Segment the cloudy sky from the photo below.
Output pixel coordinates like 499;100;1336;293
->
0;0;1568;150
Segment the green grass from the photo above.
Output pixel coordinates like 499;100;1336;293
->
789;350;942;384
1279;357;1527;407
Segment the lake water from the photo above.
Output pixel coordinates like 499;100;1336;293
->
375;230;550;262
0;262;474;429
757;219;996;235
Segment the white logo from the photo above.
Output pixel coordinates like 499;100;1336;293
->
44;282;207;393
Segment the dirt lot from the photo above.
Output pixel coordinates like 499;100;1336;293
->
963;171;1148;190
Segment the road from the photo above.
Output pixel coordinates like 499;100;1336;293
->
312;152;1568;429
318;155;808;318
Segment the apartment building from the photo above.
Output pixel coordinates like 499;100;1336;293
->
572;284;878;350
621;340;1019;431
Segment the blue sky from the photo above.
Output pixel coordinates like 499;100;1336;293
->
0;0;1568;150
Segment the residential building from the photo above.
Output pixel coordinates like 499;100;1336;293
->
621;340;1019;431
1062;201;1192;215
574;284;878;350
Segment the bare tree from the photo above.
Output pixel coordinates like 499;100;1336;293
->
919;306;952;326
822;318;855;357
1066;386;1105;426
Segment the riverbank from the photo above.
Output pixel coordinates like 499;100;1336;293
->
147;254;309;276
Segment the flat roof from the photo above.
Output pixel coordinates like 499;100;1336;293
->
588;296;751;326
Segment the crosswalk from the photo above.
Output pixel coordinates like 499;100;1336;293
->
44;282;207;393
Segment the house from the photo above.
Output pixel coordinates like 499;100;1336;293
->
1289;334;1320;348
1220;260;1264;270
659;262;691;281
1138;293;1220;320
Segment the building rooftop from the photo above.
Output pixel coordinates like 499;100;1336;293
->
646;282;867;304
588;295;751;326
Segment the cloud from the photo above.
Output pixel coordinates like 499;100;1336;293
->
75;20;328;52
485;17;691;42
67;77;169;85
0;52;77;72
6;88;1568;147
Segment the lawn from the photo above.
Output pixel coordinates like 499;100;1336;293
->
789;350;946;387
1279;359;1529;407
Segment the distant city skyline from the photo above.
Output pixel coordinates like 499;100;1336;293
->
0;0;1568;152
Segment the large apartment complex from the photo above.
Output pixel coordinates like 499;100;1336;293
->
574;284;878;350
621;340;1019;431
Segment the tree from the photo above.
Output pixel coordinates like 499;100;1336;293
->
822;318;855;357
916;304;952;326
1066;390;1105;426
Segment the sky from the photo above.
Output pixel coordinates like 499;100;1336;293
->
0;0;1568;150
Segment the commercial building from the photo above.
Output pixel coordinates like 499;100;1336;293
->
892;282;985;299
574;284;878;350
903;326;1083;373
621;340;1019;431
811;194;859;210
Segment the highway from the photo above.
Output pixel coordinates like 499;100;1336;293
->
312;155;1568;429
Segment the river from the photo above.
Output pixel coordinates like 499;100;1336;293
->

───

EXERCISE GOAL: Reproduce precisely the span of lines that begins at the line containing "Segment the flat roof from the photo above." and ends with the last line of the listing.

SOLUTION TO THIS EXERCISE:
Segment the flat roof from the photo above.
Output pixel coordinates like 499;100;1336;293
->
588;296;751;326
Segment the crosswalk from the photo above.
Output pixel coordinates like 499;100;1336;293
->
44;282;207;393
Segment the house from the photo above.
Output pixel coordinates like 499;100;1336;293
->
1289;334;1320;348
1220;260;1264;270
659;262;691;281
1138;293;1220;320
Segment the building rooftop from the photo above.
Output pixel coordinates like 499;100;1336;293
->
646;282;867;304
588;295;751;326
Segment the cloud from the photo above.
Output pixel coordinates like 499;100;1336;293
->
75;20;328;52
485;17;691;42
67;77;169;85
0;52;77;72
6;88;1568;147
Segment the lawn from the photo above.
Output pixel coordinates like 499;100;1336;293
->
789;350;946;387
1279;359;1529;407
Segment the distant city skyline from the photo above.
Output pixel coordinates like 499;100;1336;293
->
0;0;1568;152
Segment the large apartment complex from the photo above.
Output pixel coordinates like 499;100;1336;293
->
574;284;878;350
621;340;1019;431
Segment the tree from the photo above.
Output pixel coordinates like 499;100;1336;293
->
822;318;855;357
916;304;952;326
1066;390;1105;426
Segment the sky from the photo above.
Output pixel coordinates like 499;100;1336;293
->
0;0;1568;150
Segment the commercial building from the photo above.
Output pixel coordinates like 499;100;1336;293
->
892;282;985;299
574;284;878;350
903;326;1083;373
621;340;1019;431
811;194;859;210
Segment the highway from the photo above.
Output pixel coordinates like 499;100;1336;293
->
312;155;1568;429
Segment the river from the photo above.
Output pixel coordinates like 499;100;1336;293
->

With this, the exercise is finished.